▸ TEXT SHOWN
Wafer-scale Chips: The Future of High-Performance Computing

06/30 2025 405

Wafer-scale Chips

Today, large AI model parameters are soaring into the billions.

In just two years, the computational demands of these models have skyrocketed, increasing by a factor of 1,000, far outpacing the pace of hardware advancements. Currently, the mainstay solution for supporting these large AI models relies heavily on GPU clusters.

However, the limitations of single-chip GPUs are evident: Firstly, the physical size of a single chip constrains the number of transistors it can house, and even with advanced manufacturing processes, performance enhancements are nearing the limits prescribed by Moore's Law. Secondly, when interconnecting multiple chips, latency and bandwidth loss during data transmission between chips prevent the overall performance from scaling linearly with the number of chips.

This is why, when confronted with trillion-parameter models like GPT-4 and ERNIE Bot, even the aggregation of thousands of NVIDIA H100s fails to escape the dilemma of "insufficient computational power and exorbitant electricity bills".

Currently, the AI training hardware industry is polarized into two distinct camps: dedicated accelerators leveraging wafer-scale integration technology (such as Cerebras WSE-3 and Tesla Dojo) and GPU clusters based on traditional architectures (like NVIDIA H100).

Wafer-scale chips are widely regarded as the next frontier in high-performance computing.

01

Wafer-scale Chips: Two Major Players

In the conventional chip production process, a wafer undergoes photolithography and is subsequently diced into many individual dies, each of which is encapsulated separately. After encapsulation, each die becomes a complete chip.

▸ MATERIAL SUPPLIED

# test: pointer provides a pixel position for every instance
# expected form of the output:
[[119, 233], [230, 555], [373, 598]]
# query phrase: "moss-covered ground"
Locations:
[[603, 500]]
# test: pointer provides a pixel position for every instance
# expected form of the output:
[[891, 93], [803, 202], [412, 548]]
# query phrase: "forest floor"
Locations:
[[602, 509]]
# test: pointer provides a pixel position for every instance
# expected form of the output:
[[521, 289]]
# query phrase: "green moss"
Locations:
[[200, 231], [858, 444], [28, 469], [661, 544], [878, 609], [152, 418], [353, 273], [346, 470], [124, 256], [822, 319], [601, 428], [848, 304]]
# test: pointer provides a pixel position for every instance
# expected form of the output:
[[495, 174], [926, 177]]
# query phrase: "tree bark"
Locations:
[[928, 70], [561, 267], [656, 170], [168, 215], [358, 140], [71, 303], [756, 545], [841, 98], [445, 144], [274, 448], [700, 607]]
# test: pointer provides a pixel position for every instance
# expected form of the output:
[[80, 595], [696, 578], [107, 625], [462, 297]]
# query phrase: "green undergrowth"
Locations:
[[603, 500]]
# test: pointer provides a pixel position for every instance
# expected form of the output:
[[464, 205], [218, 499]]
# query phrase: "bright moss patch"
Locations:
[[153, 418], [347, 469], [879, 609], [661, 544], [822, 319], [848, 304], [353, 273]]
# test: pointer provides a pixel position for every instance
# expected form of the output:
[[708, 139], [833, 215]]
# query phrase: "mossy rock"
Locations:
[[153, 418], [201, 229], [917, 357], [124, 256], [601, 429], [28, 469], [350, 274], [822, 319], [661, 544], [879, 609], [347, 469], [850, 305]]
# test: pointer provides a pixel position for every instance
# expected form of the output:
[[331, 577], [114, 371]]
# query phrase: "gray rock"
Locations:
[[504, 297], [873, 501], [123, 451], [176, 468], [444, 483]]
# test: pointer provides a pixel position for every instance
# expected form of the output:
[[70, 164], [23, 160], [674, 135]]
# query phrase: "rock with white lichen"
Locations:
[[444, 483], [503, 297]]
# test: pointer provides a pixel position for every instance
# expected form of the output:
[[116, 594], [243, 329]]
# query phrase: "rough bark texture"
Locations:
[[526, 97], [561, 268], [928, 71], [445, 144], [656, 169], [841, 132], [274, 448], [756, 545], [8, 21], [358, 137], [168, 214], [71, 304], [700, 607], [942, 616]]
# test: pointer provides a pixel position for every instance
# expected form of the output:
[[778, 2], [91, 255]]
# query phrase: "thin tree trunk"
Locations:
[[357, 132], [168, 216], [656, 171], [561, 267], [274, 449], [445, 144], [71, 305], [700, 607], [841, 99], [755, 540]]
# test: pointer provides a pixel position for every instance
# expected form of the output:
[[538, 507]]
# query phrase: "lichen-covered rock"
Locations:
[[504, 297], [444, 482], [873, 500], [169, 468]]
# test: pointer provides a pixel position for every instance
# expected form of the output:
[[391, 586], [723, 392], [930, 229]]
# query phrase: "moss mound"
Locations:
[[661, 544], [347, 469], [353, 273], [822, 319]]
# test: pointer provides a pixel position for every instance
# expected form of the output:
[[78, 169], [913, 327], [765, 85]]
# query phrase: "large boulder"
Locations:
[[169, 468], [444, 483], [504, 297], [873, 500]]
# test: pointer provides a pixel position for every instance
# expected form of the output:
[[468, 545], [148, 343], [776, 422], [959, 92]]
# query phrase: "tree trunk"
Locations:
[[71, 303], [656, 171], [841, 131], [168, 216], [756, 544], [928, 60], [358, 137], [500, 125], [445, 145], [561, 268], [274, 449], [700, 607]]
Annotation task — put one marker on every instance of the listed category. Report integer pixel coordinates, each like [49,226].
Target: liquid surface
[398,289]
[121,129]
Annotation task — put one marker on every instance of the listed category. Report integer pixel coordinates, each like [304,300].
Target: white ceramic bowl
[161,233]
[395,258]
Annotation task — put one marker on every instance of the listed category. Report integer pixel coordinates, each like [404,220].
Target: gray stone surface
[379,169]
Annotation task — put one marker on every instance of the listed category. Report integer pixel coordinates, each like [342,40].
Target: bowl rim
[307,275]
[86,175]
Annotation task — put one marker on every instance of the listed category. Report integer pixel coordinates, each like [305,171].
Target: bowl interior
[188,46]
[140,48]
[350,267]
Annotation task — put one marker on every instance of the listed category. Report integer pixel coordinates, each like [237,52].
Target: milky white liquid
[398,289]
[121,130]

▸ DIRECTIONS
a) Please summarize the wafer-scale chips article in two sentences.
b) Continue the wafer-scale chips article from its last sentence.

▸ TASK-BY-TASK ANSWERS
a) Computational demands of large AI models have grown a thousandfold in two years, and the GPU clusters that mainly support them are limited by the size of a single chip and by latency and bandwidth losses between chips. The AI training hardware industry is split between GPU clusters such as NVIDIA H100 and wafer-scale accelerators such as Cerebras WSE-3 and Tesla Dojo, and wafer-scale chips are widely seen as the next frontier in high-performance computing.

b)
The conventional approach to enhancing chip computational power involves increasing the chip area. As such, chip manufacturers are constantly striving to do just that. Currently, the die size of computing power chips is approximately 26x33=858mm², nearing the size of the exposure window, but the maximum chip size cannot exceed the exposure window size.

The size of the exposure window has remained stagnant for many years, becoming one of the key constraints hindering the growth of chip computational power.

Wafer-scale chips offer an innovative alternative. By manufacturing a wafer-scale interconnect substrate without dicing and then integrating and encapsulating the designed conventional dies onto this wafer substrate, a single, massive chip is produced.

The circuit units and metal interconnects on an uncut wafer are arranged more tightly, forming an interconnect structure with higher bandwidth and lower latency. This effectively constructs larger computational power nodes through high-performance interconnects and high-density integration. As a result, under the same computational power, the footprint of a computing cluster built with wafer-scale chips can be reduced by more than 10-20 times compared to a GPU cluster, with power consumption decreased by more than 30%.

Comparison of Wafer-scale Chips and GPUs

Globally, two companies have developed wafer-scale chip products.

One is Cerebras. Established in 2015, the company launched the WES-1 in 2019 and has since iterated to the third-generation wafer-scale chip, the WES-3.

The WES-3 utilizes TSMC's 5nm process, boasts an astonishing 4 trillion transistors, has increased the number of AI cores to 900,000, and offers a cache capacity of 44GB, supporting up to 1.2PB of off-chip memory.

Cerebras WES-3 Specifications

The WES-3's capabilities enable the training of next-generation frontier large models that are 10 times larger than GPT-4 and Gemini. In a four-chip parallel configuration, it can complete the tuning of a 70 billion-parameter model within a day, supporting up to 2048 interconnects and finishing the training of a 70 billion-parameter Llama model in a day.

All this is seamlessly integrated onto a single 215mm×215mm=46,225mm² wafer.

To put this into perspective, compare it to the NVIDIA H100: The WES-3's on-chip memory capacity is 880 times that of the H100, its single-chip memory bandwidth is 7000 times that of the H100, its core count is 52 times that of the H100, and its on-chip interconnect bandwidth speed is 3715 times that of the H100.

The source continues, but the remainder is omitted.